Items for identifying locations:
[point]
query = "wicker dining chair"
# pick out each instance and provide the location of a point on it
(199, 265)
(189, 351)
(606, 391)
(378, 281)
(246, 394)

WHAT IS REQUIRED: Rescale the records above by repeating every line, requests included, and multiplying each coordinate value in the answers by 2.1. Round each result to the nearest whole number, with halves rounding up.

SOLUTION TO THIS EXERCISE:
[point]
query = "wicker dining chair"
# pick out each instance and provide the location of a point on it
(418, 557)
(397, 737)
(1273, 821)
(794, 590)
(517, 827)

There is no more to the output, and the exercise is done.